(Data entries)
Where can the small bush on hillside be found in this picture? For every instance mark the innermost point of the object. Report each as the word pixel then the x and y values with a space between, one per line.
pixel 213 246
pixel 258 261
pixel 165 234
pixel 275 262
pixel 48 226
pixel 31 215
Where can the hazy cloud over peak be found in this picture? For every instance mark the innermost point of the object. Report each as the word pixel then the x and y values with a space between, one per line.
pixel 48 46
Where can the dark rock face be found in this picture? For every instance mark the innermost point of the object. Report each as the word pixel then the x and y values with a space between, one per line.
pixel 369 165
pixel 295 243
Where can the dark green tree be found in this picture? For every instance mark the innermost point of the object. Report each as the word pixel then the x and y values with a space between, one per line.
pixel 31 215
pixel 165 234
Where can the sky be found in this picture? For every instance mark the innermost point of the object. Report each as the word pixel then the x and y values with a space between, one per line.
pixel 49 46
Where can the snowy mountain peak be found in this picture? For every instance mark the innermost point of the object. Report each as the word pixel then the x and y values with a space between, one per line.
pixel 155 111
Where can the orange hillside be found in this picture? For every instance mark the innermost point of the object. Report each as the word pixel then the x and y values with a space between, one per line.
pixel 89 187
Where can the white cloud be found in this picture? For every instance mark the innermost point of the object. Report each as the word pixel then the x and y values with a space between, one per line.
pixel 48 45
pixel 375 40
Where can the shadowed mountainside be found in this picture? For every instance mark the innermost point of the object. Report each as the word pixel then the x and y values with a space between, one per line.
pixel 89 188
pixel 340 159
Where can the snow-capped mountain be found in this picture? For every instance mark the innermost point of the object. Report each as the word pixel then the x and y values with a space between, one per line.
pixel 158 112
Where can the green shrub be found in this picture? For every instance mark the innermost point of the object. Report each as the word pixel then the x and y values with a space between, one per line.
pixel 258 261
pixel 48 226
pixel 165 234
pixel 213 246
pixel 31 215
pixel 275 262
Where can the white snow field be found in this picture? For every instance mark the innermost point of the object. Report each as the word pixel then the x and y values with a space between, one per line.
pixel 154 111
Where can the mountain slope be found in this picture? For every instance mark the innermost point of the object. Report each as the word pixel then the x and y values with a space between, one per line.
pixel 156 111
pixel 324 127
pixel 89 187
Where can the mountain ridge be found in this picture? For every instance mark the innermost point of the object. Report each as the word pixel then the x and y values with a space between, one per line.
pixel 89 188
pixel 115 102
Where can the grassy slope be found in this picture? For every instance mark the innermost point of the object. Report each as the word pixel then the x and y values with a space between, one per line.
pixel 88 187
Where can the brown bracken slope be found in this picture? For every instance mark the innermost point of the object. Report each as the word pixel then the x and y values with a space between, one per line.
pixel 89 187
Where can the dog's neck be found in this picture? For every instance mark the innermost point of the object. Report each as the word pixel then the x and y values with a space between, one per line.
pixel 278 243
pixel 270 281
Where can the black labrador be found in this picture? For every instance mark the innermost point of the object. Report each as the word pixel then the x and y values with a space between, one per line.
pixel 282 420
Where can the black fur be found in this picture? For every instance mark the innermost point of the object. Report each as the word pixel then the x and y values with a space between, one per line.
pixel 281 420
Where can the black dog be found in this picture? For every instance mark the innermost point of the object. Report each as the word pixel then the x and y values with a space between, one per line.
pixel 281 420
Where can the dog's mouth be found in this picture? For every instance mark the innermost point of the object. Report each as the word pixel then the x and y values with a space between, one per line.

#### TRY IT
Copy every record shown above, exactly and completely.

#### SOLUTION TO THIS TASK
Where can the small bush on hillside be found in this picture? For every instance mark the innermost point of the object. Report each as the word pixel then the x and y values with a space between, one per line.
pixel 213 246
pixel 258 261
pixel 165 234
pixel 275 262
pixel 48 226
pixel 31 215
Where can the hazy cloud over peak be found in this picture? For every instance mark the innermost point of the object. Report each as the word pixel then the x and y values with a space between, one per line.
pixel 48 46
Where can the dark rock face be found in this picture? For every instance mark the innermost point of the object. Report each as the word pixel then the x and y values with a space between, one per line.
pixel 369 165
pixel 295 243
Where can the dark green tree be found in this picture? For every instance mark the innermost point of the object. Report each as the word pixel then the x and y values with a space between, one per line.
pixel 31 215
pixel 165 234
Where can the sky be found in this picture? For every instance mark the innermost point of the object. Report each as the word pixel then the x and y values with a space between, one per line.
pixel 49 46
Where can the snowy mountain peak be found in this picture? For every instance mark the innermost point of the object. Report each as the word pixel then the x and y values with a space between, one per line.
pixel 155 111
Where can the orange hillside be found in this picture? For every instance mark the innermost point of the object. Report each as the word pixel then the x and y values with a space between, one per line.
pixel 89 187
Where can the white cloud be found in this picture? For every instance mark the innermost point of the object. Report each as the word pixel then the x and y values with a space between, one per line.
pixel 48 45
pixel 375 40
Where can the shadowed mountainside be found in this picture? For every instance mark the innermost point of the object. Report each as the word pixel then the x and y values with a space between, one per line.
pixel 89 188
pixel 340 159
Where can the snow-capped mountain be found in this picture? For every instance mark the innermost point of the object. Report each as the word pixel then the x and y values with a space between, one per line.
pixel 158 112
Where can the green shrub be found in this picture? For every instance mark the innermost point of the object. Report each as the word pixel then the x and y values with a space between, one per line.
pixel 258 261
pixel 48 226
pixel 165 234
pixel 213 246
pixel 31 215
pixel 275 262
Where can the white snow field be found in this picture? For every instance mark the innermost point of the object. Report each as the word pixel then the x and y values with a space between, one per line.
pixel 154 111
Where can the mountain slope be found in this picture? For every instance mark the innermost point of the object. Report each as the word pixel then the x and y values with a space between, one per line.
pixel 156 111
pixel 324 127
pixel 89 187
Where can the mountain ridge be found in this picture? For every instance mark the innermost point of the object. Report each as the word pixel then the x and y values with a space between, one per line.
pixel 89 188
pixel 115 102
Where can the grassy slope be found in this picture? For every instance mark the innermost point of the object. Report each as the word pixel then the x and y values with a space between, one per line.
pixel 88 187
Where can the brown bracken slope be found in this picture? For every instance mark the innermost point of the object. Report each as the word pixel then the x and y values with a space between, one per line.
pixel 89 187
Where can the dog's neck be found in this picture? For every instance mark the innermost point of the object. Report each as the word pixel then the x and y values with a space between, one per line.
pixel 278 243
pixel 270 281
Where can the black labrador be found in this picture? For every instance mark the innermost point of the object. Report each as the word pixel then the x and y values with a space between, one per line.
pixel 282 420
Where can the black fur be found in this picture? For every instance mark the innermost point of the object. Report each as the word pixel then the x and y values with a space between, one per line.
pixel 281 420
Where can the black dog be found in this picture? For every instance mark the innermost point of the object. Report each as the word pixel then the x and y values with a space between, one per line.
pixel 281 420
Where can the dog's mouth be found in this picture? For every instance mark the innermost point of the object. Report each as the word pixel then the x and y values with a space between, one per line.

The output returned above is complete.